> **TASK GOAL**: Display, copied in full, each line below that contains the string "wooden".

## START DATA SUPPLIED

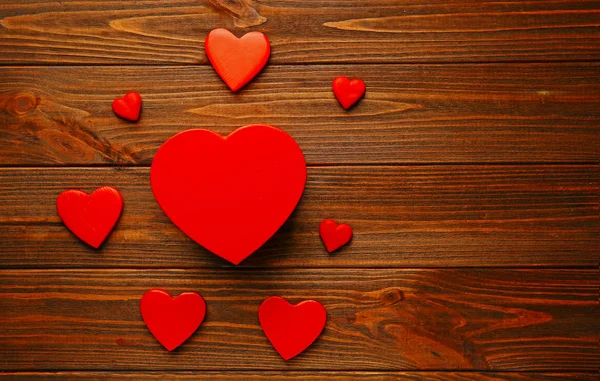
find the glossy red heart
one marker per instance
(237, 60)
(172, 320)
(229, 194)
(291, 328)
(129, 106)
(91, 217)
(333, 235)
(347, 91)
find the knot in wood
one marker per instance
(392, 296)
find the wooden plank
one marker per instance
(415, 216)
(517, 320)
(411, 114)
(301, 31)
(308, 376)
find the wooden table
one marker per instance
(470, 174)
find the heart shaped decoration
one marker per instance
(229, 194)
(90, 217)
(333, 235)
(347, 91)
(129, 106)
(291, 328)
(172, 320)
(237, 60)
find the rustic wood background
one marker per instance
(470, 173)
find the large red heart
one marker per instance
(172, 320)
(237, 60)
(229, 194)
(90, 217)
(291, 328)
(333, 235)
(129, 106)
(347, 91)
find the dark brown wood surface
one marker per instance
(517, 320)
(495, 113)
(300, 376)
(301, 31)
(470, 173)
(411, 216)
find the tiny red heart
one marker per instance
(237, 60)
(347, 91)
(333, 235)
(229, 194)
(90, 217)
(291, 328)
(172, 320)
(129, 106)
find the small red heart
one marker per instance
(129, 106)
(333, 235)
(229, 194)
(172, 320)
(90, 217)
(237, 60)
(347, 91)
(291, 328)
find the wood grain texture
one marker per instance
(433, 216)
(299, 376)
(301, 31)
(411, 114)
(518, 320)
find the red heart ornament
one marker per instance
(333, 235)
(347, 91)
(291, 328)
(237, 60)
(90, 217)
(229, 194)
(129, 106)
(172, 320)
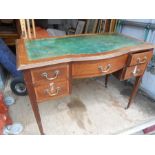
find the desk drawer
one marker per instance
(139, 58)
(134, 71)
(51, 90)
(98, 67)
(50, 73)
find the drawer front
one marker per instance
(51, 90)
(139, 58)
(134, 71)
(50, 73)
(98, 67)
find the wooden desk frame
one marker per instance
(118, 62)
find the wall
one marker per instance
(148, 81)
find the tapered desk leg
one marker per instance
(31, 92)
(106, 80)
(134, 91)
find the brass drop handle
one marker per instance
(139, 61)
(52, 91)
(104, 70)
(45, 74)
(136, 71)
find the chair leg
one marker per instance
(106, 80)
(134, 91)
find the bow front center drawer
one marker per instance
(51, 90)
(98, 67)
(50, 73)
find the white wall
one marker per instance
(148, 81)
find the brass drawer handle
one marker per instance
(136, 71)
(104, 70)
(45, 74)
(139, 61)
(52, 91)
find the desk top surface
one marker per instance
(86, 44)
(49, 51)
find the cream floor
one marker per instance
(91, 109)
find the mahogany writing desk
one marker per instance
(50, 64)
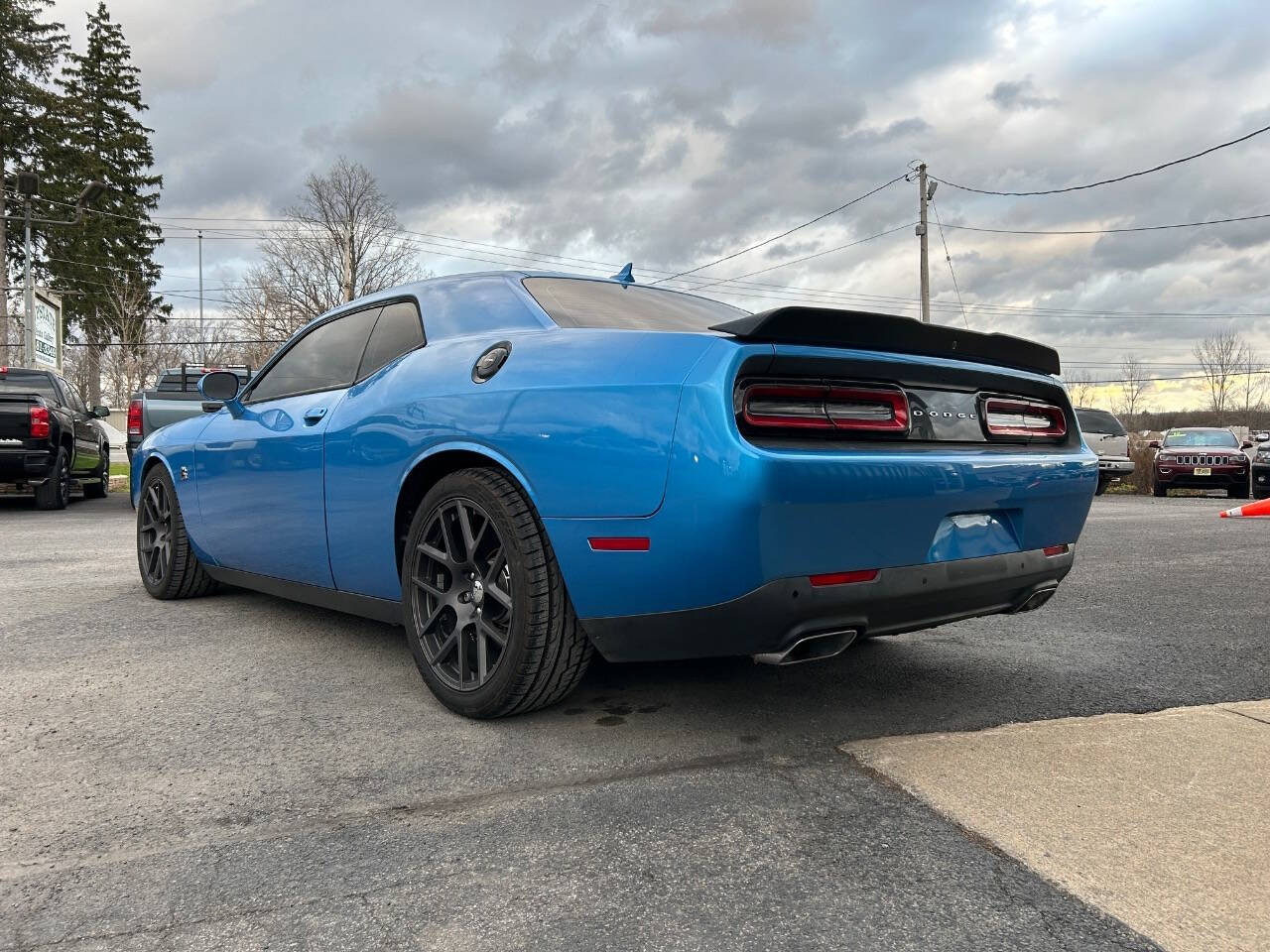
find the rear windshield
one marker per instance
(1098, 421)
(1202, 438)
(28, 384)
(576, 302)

## END DATA SUPPLIED
## START DATA SUPPLIED

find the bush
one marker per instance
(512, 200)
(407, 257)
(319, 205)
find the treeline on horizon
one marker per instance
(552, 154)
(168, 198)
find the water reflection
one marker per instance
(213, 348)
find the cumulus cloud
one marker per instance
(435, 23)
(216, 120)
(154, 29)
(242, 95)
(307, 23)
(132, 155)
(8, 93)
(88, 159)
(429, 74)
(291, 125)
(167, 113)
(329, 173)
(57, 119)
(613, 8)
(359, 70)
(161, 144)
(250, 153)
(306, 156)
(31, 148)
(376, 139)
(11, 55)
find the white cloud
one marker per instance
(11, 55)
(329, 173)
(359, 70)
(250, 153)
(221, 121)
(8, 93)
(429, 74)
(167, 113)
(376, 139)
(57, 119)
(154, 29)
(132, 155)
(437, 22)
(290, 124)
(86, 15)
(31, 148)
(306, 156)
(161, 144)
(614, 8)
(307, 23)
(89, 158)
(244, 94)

## END DATA SUPPLIED
## START DATA SUPPLIED

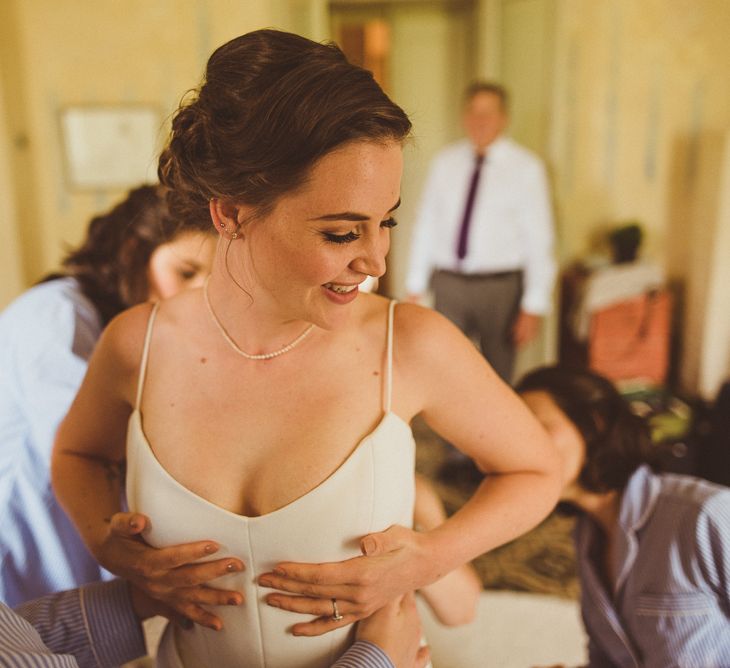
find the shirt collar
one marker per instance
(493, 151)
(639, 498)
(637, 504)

## END DATA SUPPLIED

> **PROBLEM SOLUTION**:
find the wooden plank
find the wooden table
find the wooden desk frame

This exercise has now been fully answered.